═════ Listed records ═════

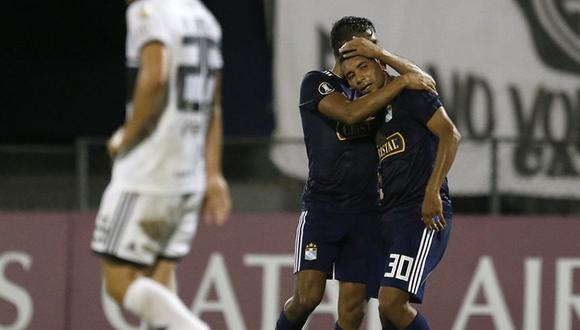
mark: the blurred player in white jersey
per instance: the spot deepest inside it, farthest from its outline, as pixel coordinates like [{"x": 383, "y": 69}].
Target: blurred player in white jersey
[{"x": 167, "y": 159}]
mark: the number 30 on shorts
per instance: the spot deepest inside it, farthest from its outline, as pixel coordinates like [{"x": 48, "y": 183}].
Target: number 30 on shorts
[{"x": 399, "y": 267}]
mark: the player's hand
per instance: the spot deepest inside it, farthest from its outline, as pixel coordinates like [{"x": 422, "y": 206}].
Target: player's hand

═════

— What is required —
Your task is to copy each line from the material above that includes the word "coordinates".

— Result —
per instance: the spot deepest inside it, farthest from its outline, as pixel coordinates like [{"x": 383, "y": 69}].
per instance: the spot deepest inside it, farthest from its outline, as pixel coordinates like [{"x": 48, "y": 183}].
per instance: the spot deepest inside it, farthest from its outline, as pixel coordinates like [{"x": 422, "y": 206}].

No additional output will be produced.